### Extract to read:
begin
We are usually unaware of our unconscious bias to people of some races or to the opposite gender which may be deemed discriminatory.
 
This unconscious behaviour is triggered by our brain which makes quick judgments and assessments of people and situations. It is influenced by our past experiences and cultural environment, and even our personality make-up.
 
While taking a closer look at this unconscious bias may be an option in our personal lives, it becomes a problem when this bias creeps into our workplace.
 
Why is the importance of having diversity in terms of gender, color, race, and geographical regions, in the workplace stressed upon?
 
The answer in one sentence is innovation for competitive advantage.
 
The need of the hour is for different ideas to come together to build and do things differently.
 
Whether we accept it or not, we are all more comfortable working with people who hold similar world views as ours and, as a result, we end up with inevitable blind spots. 
 
What is the solution then? Simply, the answer lies in hiring people with different frames of reference from our own, or at least, in finding a way to bring their point of view to the table.
 
We operate out of a reality that exists in our heads, formed by our own values, beliefs, experiences, memories, events, amongst other things. It is easier to accept people that may have realities as close to our own.
 
This means, we may relate more to people similar to us, and having some resistance or hesitations to belief systems of people different from us.
 
Unconscious bias is then a perception ingrained so deeply through conditioning that it acts up and prompts us to behave in a certain ways with some people, without quite realising it.
 
This unconscious bias can pass off as self preservation in some situations but when it manages to creep up at the workplace with colleagues, subordinates, or even seniors it can pose as a problem.
 
Bringing about awareness about this topic is clearly strategically timed given that many companies have come under fire recently for the lack of diversity in their ranks. 
 
Challenging unconscious biases is one attempt at making hiring managers aware of the hidden preferences they bring to decision making when picking someone for the job; ones that stand in the way to hiring the best people for the job.
 
Most of us believe that we are fair and unbiased. We believe we are good decision makers, able to objectively decide on job candidates and reach a rational and ethical conclusion that is in our and the organisation’s best interests. 
 
However, contrary to this, more than two decades of research confirms that in reality, majority of us fall short of this perception.
 
A closer examination of your interactions with colleagues from diverse backgrounds or those who hold different viewpoints, and using that to examine your own beliefs is a good starting point at understanding your own unconscious bias.
end
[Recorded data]
begin
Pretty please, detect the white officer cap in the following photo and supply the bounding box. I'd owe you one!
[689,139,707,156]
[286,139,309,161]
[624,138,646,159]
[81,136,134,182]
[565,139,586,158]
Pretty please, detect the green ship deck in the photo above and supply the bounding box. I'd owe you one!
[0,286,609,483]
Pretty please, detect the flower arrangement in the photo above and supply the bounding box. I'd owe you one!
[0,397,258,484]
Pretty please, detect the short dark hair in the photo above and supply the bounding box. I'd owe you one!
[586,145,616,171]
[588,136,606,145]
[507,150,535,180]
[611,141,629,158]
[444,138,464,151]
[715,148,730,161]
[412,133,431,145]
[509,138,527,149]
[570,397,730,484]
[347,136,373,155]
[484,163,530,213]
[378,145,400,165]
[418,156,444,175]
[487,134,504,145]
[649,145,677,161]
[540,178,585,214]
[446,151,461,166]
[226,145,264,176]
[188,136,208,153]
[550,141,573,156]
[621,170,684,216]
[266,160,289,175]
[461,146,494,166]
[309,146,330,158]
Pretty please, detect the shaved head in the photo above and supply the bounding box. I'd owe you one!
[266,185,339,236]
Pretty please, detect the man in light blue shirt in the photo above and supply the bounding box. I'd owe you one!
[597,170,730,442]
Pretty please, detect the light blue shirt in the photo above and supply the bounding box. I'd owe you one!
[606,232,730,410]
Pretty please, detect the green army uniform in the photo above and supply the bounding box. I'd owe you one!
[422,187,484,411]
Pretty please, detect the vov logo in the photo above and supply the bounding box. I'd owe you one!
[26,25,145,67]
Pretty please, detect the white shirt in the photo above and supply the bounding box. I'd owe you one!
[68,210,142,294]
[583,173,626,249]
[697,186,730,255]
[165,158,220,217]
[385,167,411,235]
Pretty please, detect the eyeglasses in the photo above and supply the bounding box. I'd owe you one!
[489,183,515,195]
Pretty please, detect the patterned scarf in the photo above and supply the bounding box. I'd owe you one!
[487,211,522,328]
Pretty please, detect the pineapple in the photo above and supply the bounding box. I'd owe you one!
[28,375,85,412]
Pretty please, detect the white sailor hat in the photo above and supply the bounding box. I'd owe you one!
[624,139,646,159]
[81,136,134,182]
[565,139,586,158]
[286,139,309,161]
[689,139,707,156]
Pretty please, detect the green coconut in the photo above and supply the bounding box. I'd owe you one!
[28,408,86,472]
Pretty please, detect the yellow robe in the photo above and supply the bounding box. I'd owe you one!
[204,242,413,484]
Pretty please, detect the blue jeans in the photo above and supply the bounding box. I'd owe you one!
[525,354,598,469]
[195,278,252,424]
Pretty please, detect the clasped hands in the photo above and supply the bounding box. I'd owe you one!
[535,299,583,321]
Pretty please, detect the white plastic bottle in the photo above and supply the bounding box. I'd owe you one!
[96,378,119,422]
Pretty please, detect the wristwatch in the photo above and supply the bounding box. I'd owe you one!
end
### What you are asked to do:
According to the text on unconscious bias, why is diversity in the workplace stressed, as stated in one sentence?

### Answer to the problem:
Innovation for competitive advantage.